====== DATA FOR THE TASK

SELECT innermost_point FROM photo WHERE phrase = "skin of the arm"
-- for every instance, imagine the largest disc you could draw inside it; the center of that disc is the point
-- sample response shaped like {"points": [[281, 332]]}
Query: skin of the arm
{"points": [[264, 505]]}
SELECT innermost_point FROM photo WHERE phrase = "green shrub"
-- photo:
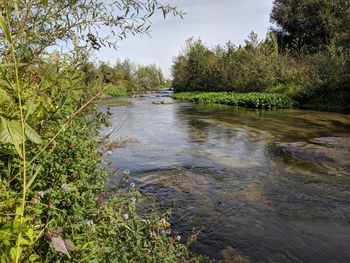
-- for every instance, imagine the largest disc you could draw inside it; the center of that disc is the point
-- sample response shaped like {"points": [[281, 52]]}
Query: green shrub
{"points": [[249, 100]]}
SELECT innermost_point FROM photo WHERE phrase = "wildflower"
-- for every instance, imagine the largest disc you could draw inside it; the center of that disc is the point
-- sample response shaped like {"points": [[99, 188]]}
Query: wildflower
{"points": [[163, 223], [90, 222], [65, 187], [133, 200]]}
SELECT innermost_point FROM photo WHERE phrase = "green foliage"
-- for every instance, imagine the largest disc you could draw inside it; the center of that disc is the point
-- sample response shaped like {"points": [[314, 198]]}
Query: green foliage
{"points": [[124, 78], [249, 100], [259, 67]]}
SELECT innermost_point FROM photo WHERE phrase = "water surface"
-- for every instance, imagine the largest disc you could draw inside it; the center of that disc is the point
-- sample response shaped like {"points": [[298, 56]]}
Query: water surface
{"points": [[222, 169]]}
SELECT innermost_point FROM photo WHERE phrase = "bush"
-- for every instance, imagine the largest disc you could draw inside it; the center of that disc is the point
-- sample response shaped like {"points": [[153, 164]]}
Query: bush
{"points": [[249, 100]]}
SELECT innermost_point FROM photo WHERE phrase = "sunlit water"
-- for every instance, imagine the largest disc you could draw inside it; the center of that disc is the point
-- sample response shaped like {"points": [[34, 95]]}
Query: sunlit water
{"points": [[222, 170]]}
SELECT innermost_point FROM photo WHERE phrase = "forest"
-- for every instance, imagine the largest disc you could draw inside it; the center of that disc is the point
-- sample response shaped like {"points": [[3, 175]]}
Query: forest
{"points": [[55, 201], [305, 56]]}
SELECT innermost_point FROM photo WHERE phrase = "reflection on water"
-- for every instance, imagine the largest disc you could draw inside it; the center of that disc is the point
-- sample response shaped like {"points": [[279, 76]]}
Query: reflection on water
{"points": [[221, 168]]}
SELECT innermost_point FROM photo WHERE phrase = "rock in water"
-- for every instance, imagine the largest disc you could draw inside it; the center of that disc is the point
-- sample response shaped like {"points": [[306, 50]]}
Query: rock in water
{"points": [[333, 152]]}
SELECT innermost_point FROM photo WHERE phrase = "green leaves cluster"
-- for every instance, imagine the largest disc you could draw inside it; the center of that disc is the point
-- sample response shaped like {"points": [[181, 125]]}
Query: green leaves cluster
{"points": [[124, 77], [53, 204], [250, 100]]}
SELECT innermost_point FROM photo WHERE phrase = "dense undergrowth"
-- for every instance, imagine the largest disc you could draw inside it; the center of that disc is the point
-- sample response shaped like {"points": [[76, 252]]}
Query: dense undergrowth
{"points": [[250, 100], [305, 56]]}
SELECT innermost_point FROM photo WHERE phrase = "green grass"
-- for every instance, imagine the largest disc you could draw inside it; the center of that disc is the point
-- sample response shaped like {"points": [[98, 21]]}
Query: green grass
{"points": [[250, 100]]}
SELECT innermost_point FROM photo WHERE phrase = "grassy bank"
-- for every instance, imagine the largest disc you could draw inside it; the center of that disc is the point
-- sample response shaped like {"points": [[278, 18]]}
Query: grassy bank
{"points": [[250, 100]]}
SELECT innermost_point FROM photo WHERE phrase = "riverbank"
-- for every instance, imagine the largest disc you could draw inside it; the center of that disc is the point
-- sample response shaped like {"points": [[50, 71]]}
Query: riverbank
{"points": [[241, 177], [249, 100]]}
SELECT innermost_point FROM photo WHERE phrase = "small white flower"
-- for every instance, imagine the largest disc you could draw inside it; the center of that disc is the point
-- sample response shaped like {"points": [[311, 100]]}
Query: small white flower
{"points": [[65, 187]]}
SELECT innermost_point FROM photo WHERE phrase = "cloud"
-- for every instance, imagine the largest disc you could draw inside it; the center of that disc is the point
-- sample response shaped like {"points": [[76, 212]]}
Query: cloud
{"points": [[214, 21]]}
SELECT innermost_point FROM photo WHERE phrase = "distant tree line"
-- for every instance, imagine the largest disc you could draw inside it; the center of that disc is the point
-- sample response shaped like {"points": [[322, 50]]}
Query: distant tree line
{"points": [[306, 56], [124, 78]]}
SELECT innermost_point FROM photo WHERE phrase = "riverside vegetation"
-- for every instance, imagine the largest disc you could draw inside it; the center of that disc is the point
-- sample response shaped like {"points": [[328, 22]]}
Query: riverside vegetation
{"points": [[53, 202], [305, 57]]}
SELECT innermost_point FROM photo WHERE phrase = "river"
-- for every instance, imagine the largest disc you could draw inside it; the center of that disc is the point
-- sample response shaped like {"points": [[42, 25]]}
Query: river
{"points": [[222, 170]]}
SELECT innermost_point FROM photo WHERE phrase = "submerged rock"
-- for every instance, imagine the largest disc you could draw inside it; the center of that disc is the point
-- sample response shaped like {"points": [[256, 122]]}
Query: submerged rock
{"points": [[333, 152], [163, 102]]}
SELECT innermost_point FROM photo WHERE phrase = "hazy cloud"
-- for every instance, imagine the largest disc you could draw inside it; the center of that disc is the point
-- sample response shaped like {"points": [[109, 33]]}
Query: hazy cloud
{"points": [[214, 21]]}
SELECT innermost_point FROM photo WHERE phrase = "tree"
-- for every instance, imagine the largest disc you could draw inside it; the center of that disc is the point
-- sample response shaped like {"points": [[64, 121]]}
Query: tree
{"points": [[36, 25]]}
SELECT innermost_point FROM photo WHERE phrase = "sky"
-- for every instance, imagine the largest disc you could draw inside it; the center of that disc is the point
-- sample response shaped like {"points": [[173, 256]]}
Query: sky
{"points": [[214, 21]]}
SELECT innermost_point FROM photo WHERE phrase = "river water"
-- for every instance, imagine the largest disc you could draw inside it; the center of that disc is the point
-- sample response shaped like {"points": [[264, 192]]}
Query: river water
{"points": [[222, 171]]}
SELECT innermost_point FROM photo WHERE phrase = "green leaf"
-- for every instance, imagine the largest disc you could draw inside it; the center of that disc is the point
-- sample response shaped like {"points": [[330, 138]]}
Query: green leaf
{"points": [[31, 180], [60, 245], [70, 246], [5, 29], [10, 132], [11, 65], [31, 107], [32, 135]]}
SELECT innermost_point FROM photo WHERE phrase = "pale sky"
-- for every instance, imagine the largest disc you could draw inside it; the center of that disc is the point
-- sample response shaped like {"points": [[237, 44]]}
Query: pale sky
{"points": [[214, 21]]}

============

### [WORK REQUIRED]
Transcribe all the records above word for word, without their images.

### [RESULT OF THIS EXERCISE]
SELECT innermost_point FROM photo WHERE phrase = "skin of the arm"
-- for every instance, imagine the largest disc you could draw inside it; the center of that disc is the point
-- sample response shaped like {"points": [[281, 332]]}
Query: skin of the arm
{"points": [[264, 505]]}
SELECT innermost_point FROM photo WHERE phrase = "green shrub"
-- photo:
-- for every instance, imagine the largest disc you could draw inside it; the center of that disc is the point
-- sample response shaped like {"points": [[281, 52]]}
Query: green shrub
{"points": [[249, 100]]}
SELECT innermost_point FROM photo WHERE phrase = "wildflower"
-- for every instance, imagine the largest disc you could draw inside it; the center of that disc is the point
-- sample response shaped like {"points": [[99, 188]]}
Query: wildflower
{"points": [[163, 223], [90, 222], [65, 187], [133, 200]]}
SELECT innermost_point FROM photo WHERE phrase = "green foliage"
-- for every instance, imagine the largest disc you could draw inside it; the center of that disc is the point
-- sample response shaped like {"points": [[314, 198]]}
Query: green foliage
{"points": [[124, 78], [249, 100], [259, 67]]}
SELECT innermost_point FROM photo WHERE phrase = "water surface"
-- for every instance, imagine the largest disc you could draw inside it; the center of that disc is the point
-- sample response shaped like {"points": [[298, 56]]}
Query: water surface
{"points": [[222, 169]]}
SELECT innermost_point FROM photo WHERE phrase = "bush"
-- for every instance, imagine the largest disc you could draw inside it; the center of that disc is the point
-- sample response shaped like {"points": [[153, 164]]}
Query: bush
{"points": [[249, 100]]}
SELECT innermost_point FROM photo WHERE phrase = "sunlit water"
-- for every instance, imagine the largest disc you could draw inside it; the center of that disc is the point
-- sample response shaped like {"points": [[34, 95]]}
Query: sunlit water
{"points": [[222, 170]]}
SELECT innermost_point FROM photo WHERE phrase = "forest"
-- for every instance, imagine the largest disc you could draw inside it; the center of that disc is the point
-- sample response shaped like {"points": [[3, 175]]}
Query: forest
{"points": [[55, 201], [305, 56]]}
SELECT innermost_point FROM photo WHERE phrase = "reflection on water"
-- for every instance, imagine the largest disc you could draw inside it; the center of that disc is the point
-- sample response shaped like {"points": [[279, 76]]}
Query: reflection on water
{"points": [[221, 168]]}
SELECT innermost_point FROM photo WHERE phrase = "rock in water"
-- for every instance, imagine the largest disc you could draw inside it; the center of that disc is the point
-- sample response shaped like {"points": [[306, 50]]}
Query: rock in water
{"points": [[333, 152]]}
SELECT innermost_point FROM photo WHERE phrase = "green leaves cluster"
-- for every instance, imagine the largest disc you could draw inside it; the center of that disc is the point
-- sample response shaped like {"points": [[181, 125]]}
Query: green leaves cluster
{"points": [[124, 77], [53, 204], [250, 100]]}
SELECT innermost_point FROM photo WHERE phrase = "dense undergrowth"
-- for every instance, imagine the largest disc you could draw inside it; the center of that disc is the point
-- sample response shaped like {"points": [[76, 252]]}
Query: dense undergrowth
{"points": [[250, 100], [305, 56]]}
SELECT innermost_point FROM photo WHERE phrase = "green grass"
-- for every instance, imagine the largest disc you could draw inside it; the center of that disc is the point
-- sample response shaped like {"points": [[98, 21]]}
Query: green grass
{"points": [[250, 100]]}
SELECT innermost_point FROM photo WHERE phrase = "grassy bank"
-- for every instance, imagine the largest disc you could draw inside it; the center of that disc is the point
-- sample response shaped like {"points": [[278, 18]]}
Query: grassy bank
{"points": [[250, 100]]}
SELECT innermost_point FROM photo WHERE phrase = "riverbank"
-- for every instance, imagine the largest disc you could draw inside it; the center of that disc is the point
-- sample response shaped like {"points": [[50, 71]]}
Query: riverbank
{"points": [[241, 177], [249, 100]]}
SELECT innermost_point FROM photo WHERE phrase = "small white flower"
-- for every instance, imagine the largest disc you could draw inside it; the center of that disc is the point
-- sample response shaped like {"points": [[311, 100]]}
Query: small white flower
{"points": [[65, 187]]}
SELECT innermost_point FROM photo WHERE phrase = "cloud"
-- for every instance, imagine the largest disc you could draw inside it; the center of that disc is the point
-- sample response shaped like {"points": [[76, 212]]}
Query: cloud
{"points": [[214, 21]]}
SELECT innermost_point FROM photo WHERE phrase = "distant tree line"
-- for every instance, imagine the largest disc you could draw inside it; the center of that disc is the point
-- sample response shaped like {"points": [[322, 50]]}
Query: distant tree line
{"points": [[306, 56], [124, 78]]}
SELECT innermost_point FROM photo WHERE phrase = "riverside vegetation"
-- for every instance, imagine the largest disc you could draw inside it; the center of that disc is the point
-- sample response shaped like {"points": [[328, 22]]}
Query: riverside vegetation
{"points": [[53, 202], [305, 57]]}
SELECT innermost_point FROM photo WHERE phrase = "river"
-- for every instance, imagine the largest disc you could draw inside it; the center of that disc is the point
-- sample response shaped like {"points": [[42, 25]]}
Query: river
{"points": [[222, 170]]}
SELECT innermost_point FROM photo WHERE phrase = "submerged rock"
-- for every instance, imagine the largest disc you could draw inside it; the center of that disc is the point
-- sample response shaped like {"points": [[256, 122]]}
Query: submerged rock
{"points": [[333, 152], [163, 102]]}
SELECT innermost_point FROM photo WHERE phrase = "hazy cloud"
-- for every instance, imagine the largest disc you could draw inside it; the center of that disc is the point
-- sample response shaped like {"points": [[109, 33]]}
Query: hazy cloud
{"points": [[214, 21]]}
SELECT innermost_point FROM photo WHERE phrase = "tree"
-- for every instance, imagine the largest disc you could draw inside it; the center of that disc is the point
-- sample response shaped like {"points": [[64, 121]]}
Query: tree
{"points": [[36, 25]]}
SELECT innermost_point FROM photo WHERE phrase = "sky"
-- for every instance, imagine the largest disc you could draw inside it; the center of that disc is the point
-- sample response shaped like {"points": [[173, 256]]}
Query: sky
{"points": [[214, 21]]}
SELECT innermost_point FROM photo WHERE phrase = "river water"
-- for every instance, imagine the largest disc you could draw inside it; the center of that disc is the point
-- sample response shaped like {"points": [[264, 192]]}
Query: river water
{"points": [[222, 171]]}
SELECT innermost_point FROM photo WHERE phrase = "green leaf"
-- for every instance, imagine the largest disc you could draw inside it; the center of that disc is the point
-- sample response shaped like {"points": [[330, 138]]}
Query: green leaf
{"points": [[31, 180], [60, 245], [70, 246], [5, 29], [10, 132], [11, 65], [31, 107], [32, 135]]}
SELECT innermost_point FROM photo WHERE phrase = "pale sky"
-- for every instance, imagine the largest disc you could draw inside it; the center of that disc is the point
-- sample response shaped like {"points": [[237, 44]]}
Query: pale sky
{"points": [[214, 21]]}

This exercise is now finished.